Copy the entries below word for word, from the line containing "of the empty" through the final line of the entries, including both of those lines.

Collection entries
>>

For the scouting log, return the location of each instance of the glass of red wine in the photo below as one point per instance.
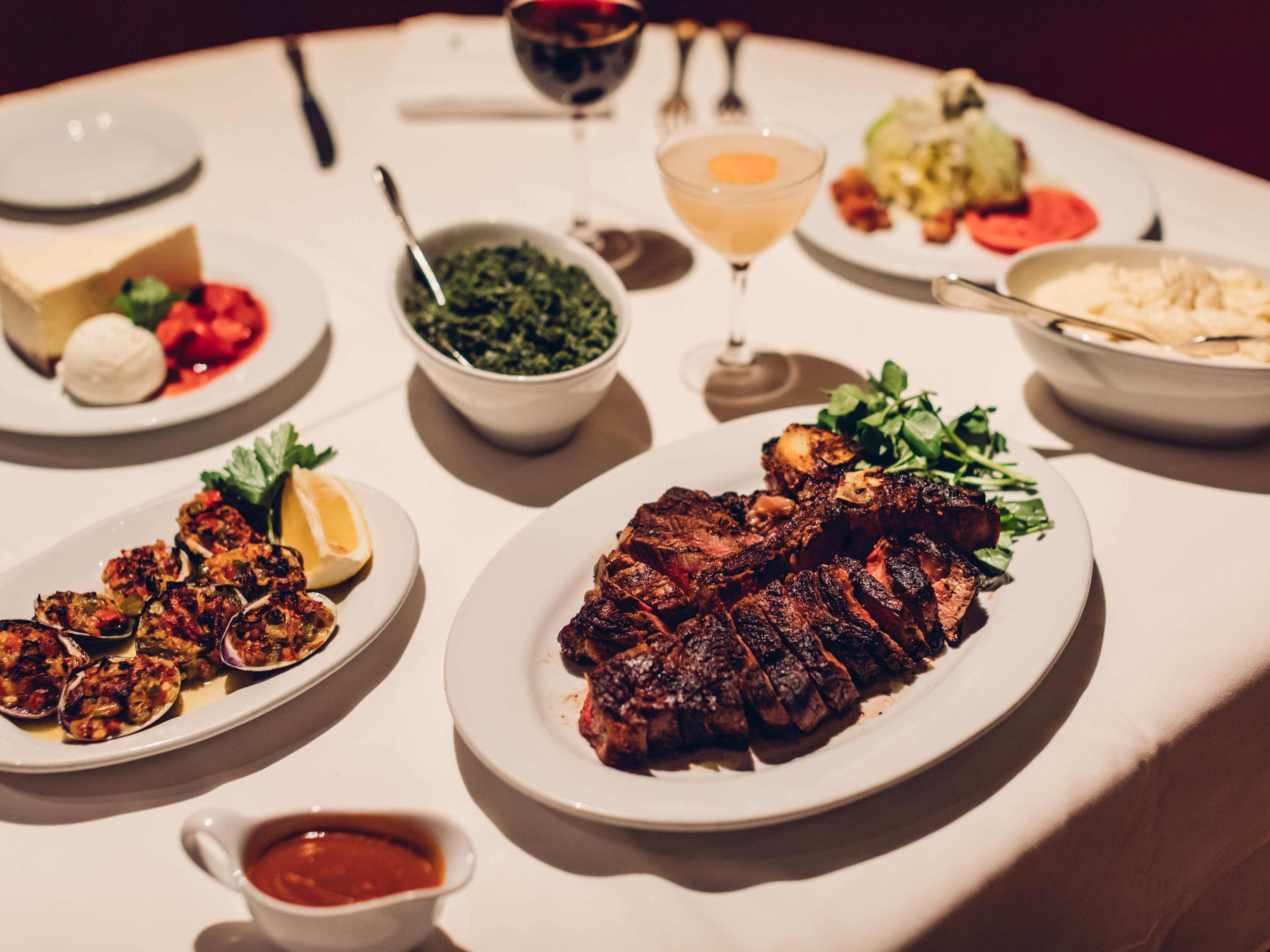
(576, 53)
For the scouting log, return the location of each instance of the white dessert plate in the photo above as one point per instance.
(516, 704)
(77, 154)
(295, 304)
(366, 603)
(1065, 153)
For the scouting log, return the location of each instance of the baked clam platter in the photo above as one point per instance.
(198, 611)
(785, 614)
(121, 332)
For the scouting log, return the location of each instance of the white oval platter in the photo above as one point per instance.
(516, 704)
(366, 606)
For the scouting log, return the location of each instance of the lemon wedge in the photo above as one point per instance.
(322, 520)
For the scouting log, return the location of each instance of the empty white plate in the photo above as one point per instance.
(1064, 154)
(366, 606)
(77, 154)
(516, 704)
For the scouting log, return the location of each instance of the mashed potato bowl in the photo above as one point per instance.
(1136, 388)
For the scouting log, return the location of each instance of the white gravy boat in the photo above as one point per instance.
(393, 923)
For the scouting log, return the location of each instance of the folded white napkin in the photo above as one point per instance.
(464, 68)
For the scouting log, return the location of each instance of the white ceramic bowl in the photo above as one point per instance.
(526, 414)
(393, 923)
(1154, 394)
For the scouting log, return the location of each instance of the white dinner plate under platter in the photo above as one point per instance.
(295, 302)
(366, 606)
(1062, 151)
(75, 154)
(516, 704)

<<

### Task output
For the scouting log, return the location of each instance of the empty white plate in the photo above as one point per instance.
(1064, 154)
(366, 606)
(77, 154)
(516, 704)
For the scouting log, return the location of each instance of the mashed potato bowl in the photo above as one point per instance.
(1136, 388)
For the scouting log, return the location of each instance of the white gravy boat in the photo above as one point per instance.
(393, 923)
For the scouting log, return the location of each instance of the folded white napkin in the photo above as one point per instance.
(464, 68)
For the scouting log, return the location of each instance of the white ceramic bowl in the photo above as one point per instance.
(526, 414)
(393, 923)
(1154, 394)
For the scouting log, return the location of each instance of the white dinner plate under platter in the photo above as one point per instance.
(295, 302)
(366, 606)
(1062, 151)
(75, 154)
(516, 704)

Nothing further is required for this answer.